*** Opening of INPUT ***
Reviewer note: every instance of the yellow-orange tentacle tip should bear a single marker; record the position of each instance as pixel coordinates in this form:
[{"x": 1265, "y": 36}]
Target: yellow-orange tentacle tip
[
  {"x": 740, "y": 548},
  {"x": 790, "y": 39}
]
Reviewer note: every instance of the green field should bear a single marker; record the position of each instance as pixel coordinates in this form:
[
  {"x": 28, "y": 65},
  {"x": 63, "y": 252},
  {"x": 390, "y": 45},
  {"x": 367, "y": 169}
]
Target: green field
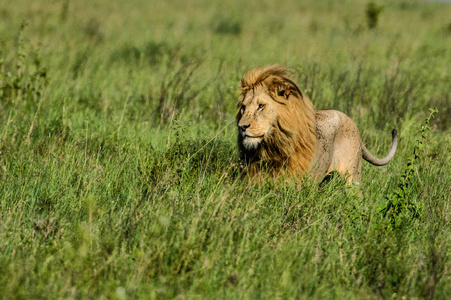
[{"x": 119, "y": 170}]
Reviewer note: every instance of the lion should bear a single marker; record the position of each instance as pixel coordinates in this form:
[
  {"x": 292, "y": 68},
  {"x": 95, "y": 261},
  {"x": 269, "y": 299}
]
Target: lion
*** Close of INPUT ***
[AIM OF THE TASK]
In the records above, find each line that holds the word "lion"; copy all such lines.

[WRITTEN RESPONSE]
Reviewer note: every instance of the lion should bear a single marker; record the position of each instance as pixel coordinates in this form:
Target: lion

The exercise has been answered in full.